TASK A
List each line in the entries below that contains the string "white". Case counts.

## Start SELECTED TEXT

Highly-Degenerate Photonic Waveguide Structures for Holonomic Computation

• URL: http://arxiv.org/abs/2003.03090v1
• Date: Fri, 6 Mar 2020 09:06:51 GMT
• Title: Highly-Degenerate Photonic Waveguide Structures for Holonomic Computation
• Authors: Julien Pinske, Lucas Teuber, Stefan Scheel
• Abstract summary: We investigate an all-out optical setup allowing for generation of non-Abelian geometric phases on its large degenerate eigenspaces. We show that by injecting a larger number of photons into the optical setup, the degeneracy of eigenspaces scales rapidly. A degeneracy in the bright subspaces of the system, absent in any atomic analogue, allows for the generation of universal single-qubit manipulations.

## End SELECTED TEXT
## Start AVAILABLE RECORDS

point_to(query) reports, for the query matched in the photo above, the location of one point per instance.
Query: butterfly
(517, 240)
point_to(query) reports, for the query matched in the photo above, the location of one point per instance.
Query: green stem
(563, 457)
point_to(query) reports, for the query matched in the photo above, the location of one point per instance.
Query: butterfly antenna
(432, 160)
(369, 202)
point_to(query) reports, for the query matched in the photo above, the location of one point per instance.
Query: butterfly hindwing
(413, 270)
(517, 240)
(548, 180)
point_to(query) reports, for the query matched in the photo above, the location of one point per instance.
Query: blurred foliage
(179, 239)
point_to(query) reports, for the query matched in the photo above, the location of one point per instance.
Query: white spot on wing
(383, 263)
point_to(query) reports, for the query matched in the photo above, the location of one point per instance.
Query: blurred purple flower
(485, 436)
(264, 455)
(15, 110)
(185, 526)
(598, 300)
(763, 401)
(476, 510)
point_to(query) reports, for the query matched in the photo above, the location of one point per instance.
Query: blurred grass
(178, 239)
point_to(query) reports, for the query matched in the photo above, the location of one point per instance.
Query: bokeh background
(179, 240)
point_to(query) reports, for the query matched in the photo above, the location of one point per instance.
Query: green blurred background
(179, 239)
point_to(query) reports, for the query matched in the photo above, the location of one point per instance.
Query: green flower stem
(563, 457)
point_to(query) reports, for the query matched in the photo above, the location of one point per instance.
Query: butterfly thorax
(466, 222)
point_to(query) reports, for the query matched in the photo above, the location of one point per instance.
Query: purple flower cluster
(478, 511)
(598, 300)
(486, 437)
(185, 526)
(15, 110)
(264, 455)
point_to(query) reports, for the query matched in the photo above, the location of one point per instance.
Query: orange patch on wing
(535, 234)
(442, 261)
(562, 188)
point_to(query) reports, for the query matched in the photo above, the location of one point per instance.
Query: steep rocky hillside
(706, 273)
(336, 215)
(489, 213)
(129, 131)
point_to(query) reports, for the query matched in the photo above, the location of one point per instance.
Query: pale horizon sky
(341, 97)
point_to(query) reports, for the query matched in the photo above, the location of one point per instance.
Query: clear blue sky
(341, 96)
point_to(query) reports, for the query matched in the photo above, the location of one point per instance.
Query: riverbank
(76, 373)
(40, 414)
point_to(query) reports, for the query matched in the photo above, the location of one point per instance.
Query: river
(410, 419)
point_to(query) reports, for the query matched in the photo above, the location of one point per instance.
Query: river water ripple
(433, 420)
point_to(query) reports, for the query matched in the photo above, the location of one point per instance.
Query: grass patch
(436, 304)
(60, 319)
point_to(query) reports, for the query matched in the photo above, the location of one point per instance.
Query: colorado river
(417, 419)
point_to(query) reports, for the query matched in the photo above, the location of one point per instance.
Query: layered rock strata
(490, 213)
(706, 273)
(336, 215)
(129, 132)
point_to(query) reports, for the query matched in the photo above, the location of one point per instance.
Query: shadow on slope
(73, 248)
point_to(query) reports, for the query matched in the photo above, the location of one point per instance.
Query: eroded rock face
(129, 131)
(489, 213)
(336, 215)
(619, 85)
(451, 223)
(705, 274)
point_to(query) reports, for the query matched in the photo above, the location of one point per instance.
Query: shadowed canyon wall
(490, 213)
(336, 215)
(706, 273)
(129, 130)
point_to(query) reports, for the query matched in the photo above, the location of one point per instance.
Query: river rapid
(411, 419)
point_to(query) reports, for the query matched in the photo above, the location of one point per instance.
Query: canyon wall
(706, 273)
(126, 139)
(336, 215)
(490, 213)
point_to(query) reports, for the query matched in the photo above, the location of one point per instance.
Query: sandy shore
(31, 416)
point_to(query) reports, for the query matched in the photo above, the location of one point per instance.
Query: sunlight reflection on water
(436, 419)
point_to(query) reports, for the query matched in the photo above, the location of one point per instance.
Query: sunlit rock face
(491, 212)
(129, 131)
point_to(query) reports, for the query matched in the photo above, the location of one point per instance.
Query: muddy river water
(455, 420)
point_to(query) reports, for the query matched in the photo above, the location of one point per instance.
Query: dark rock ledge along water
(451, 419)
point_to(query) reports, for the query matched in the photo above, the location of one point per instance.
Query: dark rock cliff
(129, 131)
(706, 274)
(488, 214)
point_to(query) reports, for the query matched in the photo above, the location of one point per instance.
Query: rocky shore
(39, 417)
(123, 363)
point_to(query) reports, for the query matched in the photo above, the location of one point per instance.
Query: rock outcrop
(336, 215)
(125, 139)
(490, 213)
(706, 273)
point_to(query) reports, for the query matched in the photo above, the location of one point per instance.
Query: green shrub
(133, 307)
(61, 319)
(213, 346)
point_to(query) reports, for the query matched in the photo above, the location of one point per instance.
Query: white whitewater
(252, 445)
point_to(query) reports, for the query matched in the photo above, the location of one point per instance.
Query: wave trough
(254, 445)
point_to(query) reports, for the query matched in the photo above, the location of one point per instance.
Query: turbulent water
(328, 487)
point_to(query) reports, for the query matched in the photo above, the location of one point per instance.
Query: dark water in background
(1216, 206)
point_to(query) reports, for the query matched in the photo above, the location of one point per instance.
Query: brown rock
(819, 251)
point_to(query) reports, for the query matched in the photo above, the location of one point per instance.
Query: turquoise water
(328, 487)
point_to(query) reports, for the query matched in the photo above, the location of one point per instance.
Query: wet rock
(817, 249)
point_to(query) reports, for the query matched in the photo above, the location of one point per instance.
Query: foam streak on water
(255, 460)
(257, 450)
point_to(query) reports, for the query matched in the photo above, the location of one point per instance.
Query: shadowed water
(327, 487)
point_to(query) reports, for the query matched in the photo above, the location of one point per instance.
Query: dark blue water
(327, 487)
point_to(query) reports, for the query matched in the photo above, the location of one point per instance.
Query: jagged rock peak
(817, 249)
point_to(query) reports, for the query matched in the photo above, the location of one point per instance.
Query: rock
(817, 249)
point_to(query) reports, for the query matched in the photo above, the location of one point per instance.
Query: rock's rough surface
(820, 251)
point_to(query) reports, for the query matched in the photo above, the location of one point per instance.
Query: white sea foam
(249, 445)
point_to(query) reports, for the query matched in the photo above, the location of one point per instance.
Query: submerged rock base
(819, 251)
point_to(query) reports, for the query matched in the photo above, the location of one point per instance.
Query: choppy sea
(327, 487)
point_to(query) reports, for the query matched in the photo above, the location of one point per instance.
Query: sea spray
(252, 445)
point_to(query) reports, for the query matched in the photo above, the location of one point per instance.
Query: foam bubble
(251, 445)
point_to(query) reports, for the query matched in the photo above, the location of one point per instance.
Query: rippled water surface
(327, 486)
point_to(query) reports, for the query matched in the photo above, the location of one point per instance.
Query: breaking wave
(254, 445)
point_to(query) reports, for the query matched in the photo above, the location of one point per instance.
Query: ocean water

## End AVAILABLE RECORDS

TASK B
Copy the whole waveguide abstract above, word for word.

RESULT A
Query: white spot on wing
Query: white whitewater
Query: white sea foam

RESULT B
Highly-Degenerate Photonic Waveguide Structures for Holonomic Computation

• URL: http://arxiv.org/abs/2003.03090v1
• Date: Fri, 6 Mar 2020 09:06:51 GMT
• Title: Highly-Degenerate Photonic Waveguide Structures for Holonomic Computation
• Authors: Julien Pinske, Lucas Teuber, Stefan Scheel
• Abstract summary: We investigate an all-out optical setup allowing for generation of non-Abelian geometric phases on its large degenerate eigenspaces. We show that by injecting a larger number of photons into the optical setup, the degeneracy of eigenspaces scales rapidly. A degeneracy in the bright subspaces of the system, absent in any atomic analogue, allows for the generation of universal single-qubit manipulations.